Tareas
**1)** Según el texto sobre Hispania en el siglo V, ¿en qué ciudad fue asesinado Ataúlfo?
**2)** Copia del texto sobre Hispania en el siglo V el fragmento que comienza con las palabras que contienen "Las fuentes que" y termina con "Cartaginense y Lusitana.".

Texto mostrado
|---|
La presencia del Imperio romano en
Hispania quedó muy mermada tras las usurpaciones y guerras civiles que se
desarrollaron en la primera década del siglo V. En el año 411, tres de los
pueblos bárbaros que penetraron en la península para colaborar con alguna de
las partes en conflicto se repartieron la práctica totalidad del territorio.
Las fuentes que han llegado hasta
nosotros hablan de una distribución por sorteo. La historiografía moderna no
logra ponerse de acuerdo sobre el papel desempeñado en tal reparto por la
maltrecha autoridad romana, ilegítima por más señas en aquel momento. Los
autores contemporáneos tanto nativos como extranjeros –principalmente Orosio,
Hidacio, Olimpiodoro y Sozomeno– aportan noticias contradictorias. Lo cierto es
que la repartición respetó la organización territorial en que estaba dividida
la diocesis Hispaniarum: los vándalos asdingos se quedaron con la Gallaecia
occidental; los suevos, con la parte oriental de la misma, la correspondiente a
la zona atlántica; la Bética fue a parar a manos de los vándalos silingos y los
alanos, por su parte, obtuvieron las provincias Cartaginense y Lusitana.
La suerte que corrió cada uno de estos
pueblos fue desigual; los únicos que perduraron fueron los suevos.
La colaboración visigoda en la
restauración de la autoridad romana legítima en Hispania no se vio traducida en
posesiones territoriales. Ello se debió, seguramente, a los estrechos vínculos
políticos, militares e incluso familiares entre el Imperio legítimo y los
visigodos. Las fuentes de la época nos informan de la intención de los
visigodos de crear un Estado propio que con el tiempo pudiera ocupar el lugar
de Roma. No obstante, parece que la situación en la segunda década del siglo V
no era la más adecuada para aventurarse en una empresa de tal calibre. Tras la
muerte de Alarico en el sur de Italia, su sucesor Ataúlfo, sin renunciar al
proyecto de crear un reino autónomo, decidió que la mejor manera de obtener
beneficios para su pueblo era colaborar con el Imperio. Se casó con Gala
Placidia, hermana del emperador Honorio y parte del botín obtenido en el saqueo
de Roma del año 410, y por lo que parece comenzó a negociar con el Imperio el
puesto que dentro de él iban a ocupar los visigodos. Esta estrecha relación con
Roma no satisfizo a parte de su gente, y Ataúlfo fue asesinado en Barcelona en
una conspiración dirigida por Sigerico, que a su vez sería eliminado pocos días
más tarde.
|---|
Líneas de datos
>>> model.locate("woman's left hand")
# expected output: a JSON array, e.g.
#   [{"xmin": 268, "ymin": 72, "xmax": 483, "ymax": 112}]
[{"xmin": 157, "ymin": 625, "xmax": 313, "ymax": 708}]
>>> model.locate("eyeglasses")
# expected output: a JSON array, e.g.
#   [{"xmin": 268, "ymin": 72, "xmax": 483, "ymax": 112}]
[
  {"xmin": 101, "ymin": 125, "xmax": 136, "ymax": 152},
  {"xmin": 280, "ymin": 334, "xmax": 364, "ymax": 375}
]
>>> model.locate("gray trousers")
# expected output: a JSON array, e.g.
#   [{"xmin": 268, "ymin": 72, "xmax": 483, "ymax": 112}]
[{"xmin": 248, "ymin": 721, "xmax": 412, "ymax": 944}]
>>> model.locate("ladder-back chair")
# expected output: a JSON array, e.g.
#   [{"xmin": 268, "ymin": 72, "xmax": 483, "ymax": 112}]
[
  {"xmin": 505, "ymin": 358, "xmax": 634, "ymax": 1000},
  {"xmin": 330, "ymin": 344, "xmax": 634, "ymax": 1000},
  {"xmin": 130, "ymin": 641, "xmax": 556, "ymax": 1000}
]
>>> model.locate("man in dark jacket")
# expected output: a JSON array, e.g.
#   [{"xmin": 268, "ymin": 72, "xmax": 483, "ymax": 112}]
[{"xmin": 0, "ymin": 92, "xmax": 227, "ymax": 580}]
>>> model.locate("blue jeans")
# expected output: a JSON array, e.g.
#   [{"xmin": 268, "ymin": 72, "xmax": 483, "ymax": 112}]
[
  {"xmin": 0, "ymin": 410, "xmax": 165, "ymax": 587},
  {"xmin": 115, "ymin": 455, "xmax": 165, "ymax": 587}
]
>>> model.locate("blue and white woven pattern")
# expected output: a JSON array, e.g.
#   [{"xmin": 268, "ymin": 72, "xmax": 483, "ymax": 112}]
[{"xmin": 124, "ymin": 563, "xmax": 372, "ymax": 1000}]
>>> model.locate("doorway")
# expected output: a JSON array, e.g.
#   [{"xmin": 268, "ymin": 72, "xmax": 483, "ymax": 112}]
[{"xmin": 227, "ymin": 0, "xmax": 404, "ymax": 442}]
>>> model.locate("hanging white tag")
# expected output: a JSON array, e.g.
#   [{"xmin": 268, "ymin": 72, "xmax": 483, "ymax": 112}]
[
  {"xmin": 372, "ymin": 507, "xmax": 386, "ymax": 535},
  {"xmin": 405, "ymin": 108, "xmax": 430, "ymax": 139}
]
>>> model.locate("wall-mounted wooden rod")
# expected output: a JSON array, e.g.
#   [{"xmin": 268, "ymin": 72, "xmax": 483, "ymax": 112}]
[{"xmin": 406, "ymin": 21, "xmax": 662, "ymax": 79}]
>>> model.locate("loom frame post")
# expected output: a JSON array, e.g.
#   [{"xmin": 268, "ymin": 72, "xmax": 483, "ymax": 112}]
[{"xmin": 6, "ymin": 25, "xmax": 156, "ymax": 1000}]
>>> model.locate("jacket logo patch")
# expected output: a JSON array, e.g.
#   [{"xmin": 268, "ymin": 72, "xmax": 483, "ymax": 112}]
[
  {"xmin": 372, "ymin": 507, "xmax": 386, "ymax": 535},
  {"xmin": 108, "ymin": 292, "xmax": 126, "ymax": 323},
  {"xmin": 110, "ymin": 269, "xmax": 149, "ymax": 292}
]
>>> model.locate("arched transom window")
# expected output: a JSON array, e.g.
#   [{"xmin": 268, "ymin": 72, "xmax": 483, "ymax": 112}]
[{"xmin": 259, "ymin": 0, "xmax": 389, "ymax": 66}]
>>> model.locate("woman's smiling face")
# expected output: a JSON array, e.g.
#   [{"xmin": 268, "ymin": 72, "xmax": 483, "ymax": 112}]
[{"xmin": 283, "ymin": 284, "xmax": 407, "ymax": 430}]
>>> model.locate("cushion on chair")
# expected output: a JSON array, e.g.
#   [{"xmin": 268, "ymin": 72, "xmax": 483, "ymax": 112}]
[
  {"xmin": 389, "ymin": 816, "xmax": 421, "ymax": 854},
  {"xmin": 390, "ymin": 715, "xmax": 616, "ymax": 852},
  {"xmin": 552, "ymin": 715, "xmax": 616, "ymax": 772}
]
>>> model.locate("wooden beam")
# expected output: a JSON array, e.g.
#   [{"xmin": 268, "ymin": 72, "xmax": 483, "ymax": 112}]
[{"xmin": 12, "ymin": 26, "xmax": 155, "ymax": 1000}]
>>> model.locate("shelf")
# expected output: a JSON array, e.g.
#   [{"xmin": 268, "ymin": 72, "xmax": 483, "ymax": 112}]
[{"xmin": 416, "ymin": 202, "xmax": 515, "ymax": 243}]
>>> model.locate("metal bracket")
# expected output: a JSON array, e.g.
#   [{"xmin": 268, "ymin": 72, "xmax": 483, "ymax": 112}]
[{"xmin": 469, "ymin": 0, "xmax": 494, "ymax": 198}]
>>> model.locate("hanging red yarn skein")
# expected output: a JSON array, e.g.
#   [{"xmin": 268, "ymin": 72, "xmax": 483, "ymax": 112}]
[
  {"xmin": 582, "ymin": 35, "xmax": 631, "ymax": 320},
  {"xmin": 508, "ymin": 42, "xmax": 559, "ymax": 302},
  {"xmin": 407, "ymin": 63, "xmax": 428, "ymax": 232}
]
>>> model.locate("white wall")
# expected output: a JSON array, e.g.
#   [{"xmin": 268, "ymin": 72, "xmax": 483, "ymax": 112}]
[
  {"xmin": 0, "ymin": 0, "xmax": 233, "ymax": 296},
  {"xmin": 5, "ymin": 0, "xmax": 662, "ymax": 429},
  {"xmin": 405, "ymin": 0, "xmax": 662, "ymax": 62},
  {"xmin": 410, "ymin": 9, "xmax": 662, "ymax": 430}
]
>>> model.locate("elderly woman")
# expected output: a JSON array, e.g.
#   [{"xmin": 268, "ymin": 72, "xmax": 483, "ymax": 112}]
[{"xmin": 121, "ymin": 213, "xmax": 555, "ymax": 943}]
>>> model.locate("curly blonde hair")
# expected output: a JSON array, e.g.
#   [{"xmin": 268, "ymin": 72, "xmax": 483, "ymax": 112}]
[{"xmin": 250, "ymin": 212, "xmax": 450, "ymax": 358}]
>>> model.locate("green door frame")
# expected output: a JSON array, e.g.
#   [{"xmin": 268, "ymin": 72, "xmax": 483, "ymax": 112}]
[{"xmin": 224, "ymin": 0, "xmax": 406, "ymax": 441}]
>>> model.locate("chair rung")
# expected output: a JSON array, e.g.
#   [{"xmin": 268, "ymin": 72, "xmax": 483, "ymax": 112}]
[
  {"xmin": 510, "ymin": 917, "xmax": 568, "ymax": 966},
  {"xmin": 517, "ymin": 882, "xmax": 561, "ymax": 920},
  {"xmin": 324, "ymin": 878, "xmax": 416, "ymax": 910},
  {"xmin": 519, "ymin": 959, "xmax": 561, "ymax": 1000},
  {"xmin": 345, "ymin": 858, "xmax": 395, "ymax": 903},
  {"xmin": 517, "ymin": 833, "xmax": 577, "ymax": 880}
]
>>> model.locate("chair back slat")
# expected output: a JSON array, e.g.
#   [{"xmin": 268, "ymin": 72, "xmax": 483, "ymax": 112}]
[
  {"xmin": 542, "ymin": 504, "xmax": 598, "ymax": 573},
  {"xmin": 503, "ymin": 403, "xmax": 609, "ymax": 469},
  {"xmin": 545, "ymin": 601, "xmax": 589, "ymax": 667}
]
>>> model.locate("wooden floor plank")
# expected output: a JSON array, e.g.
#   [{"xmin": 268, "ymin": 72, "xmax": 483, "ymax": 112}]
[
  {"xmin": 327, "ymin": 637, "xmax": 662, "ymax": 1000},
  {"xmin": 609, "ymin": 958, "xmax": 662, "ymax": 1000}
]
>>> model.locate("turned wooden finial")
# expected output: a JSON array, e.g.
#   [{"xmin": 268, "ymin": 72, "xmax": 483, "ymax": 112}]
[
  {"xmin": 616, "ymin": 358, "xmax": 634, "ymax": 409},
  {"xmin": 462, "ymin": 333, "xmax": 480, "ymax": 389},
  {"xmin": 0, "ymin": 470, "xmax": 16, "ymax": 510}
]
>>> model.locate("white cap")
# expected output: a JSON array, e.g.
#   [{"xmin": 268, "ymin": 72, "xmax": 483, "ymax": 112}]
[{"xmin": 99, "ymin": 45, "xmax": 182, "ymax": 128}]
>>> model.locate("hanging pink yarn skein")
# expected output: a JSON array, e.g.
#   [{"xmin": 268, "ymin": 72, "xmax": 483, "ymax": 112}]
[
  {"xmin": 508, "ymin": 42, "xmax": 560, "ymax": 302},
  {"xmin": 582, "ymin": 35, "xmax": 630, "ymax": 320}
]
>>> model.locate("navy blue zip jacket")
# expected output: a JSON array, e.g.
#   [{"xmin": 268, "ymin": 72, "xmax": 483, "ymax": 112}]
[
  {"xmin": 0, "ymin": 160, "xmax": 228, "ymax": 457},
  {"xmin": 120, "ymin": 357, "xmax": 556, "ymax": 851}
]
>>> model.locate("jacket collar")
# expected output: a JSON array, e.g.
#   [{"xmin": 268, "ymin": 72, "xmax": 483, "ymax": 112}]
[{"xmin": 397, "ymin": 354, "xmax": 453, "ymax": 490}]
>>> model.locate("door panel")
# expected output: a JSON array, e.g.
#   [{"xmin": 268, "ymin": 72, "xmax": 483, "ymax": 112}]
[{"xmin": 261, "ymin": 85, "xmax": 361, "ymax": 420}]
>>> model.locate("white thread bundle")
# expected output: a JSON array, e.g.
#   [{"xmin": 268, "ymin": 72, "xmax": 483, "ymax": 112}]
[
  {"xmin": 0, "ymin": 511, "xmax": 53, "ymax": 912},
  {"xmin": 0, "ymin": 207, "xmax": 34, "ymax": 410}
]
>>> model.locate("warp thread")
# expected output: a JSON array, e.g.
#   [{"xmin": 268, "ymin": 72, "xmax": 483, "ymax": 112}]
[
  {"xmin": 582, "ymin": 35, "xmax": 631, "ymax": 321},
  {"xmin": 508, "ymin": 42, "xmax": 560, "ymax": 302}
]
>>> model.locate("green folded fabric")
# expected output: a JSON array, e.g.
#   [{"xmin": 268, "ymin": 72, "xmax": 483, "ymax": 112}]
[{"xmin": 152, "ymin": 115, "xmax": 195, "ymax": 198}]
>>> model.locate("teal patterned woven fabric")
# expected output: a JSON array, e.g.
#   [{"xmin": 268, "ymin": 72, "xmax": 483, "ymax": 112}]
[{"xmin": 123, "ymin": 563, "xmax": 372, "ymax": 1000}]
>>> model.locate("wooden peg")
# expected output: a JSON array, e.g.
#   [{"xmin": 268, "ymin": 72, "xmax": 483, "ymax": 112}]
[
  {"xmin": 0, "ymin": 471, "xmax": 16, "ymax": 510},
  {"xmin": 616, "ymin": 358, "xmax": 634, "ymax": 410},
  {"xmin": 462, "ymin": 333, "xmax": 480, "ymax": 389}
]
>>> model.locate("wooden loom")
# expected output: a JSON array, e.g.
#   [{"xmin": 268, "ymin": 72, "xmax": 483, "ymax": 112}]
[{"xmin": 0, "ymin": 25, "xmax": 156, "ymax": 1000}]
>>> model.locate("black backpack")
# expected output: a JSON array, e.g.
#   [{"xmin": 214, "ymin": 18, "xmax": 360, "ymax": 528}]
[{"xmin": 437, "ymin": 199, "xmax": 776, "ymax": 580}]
|---|
Soluciones por tarea
**1)** En Barcelona.

**2)**
Las fuentes que han llegado hasta
nosotros hablan de una distribución por sorteo. La historiografía moderna no
logra ponerse de acuerdo sobre el papel desempeñado en tal reparto por la
maltrecha autoridad romana, ilegítima por más señas en aquel momento. Los
autores contemporáneos tanto nativos como extranjeros –principalmente Orosio,
Hidacio, Olimpiodoro y Sozomeno– aportan noticias contradictorias. Lo cierto es
que la repartición respetó la organización territorial en que estaba dividida
la diocesis Hispaniarum: los vándalos asdingos se quedaron con la Gallaecia
occidental; los suevos, con la parte oriental de la misma, la correspondiente a
la zona atlántica; la Bética fue a parar a manos de los vándalos silingos y los
alanos, por su parte, obtuvieron las provincias Cartaginense y Lusitana.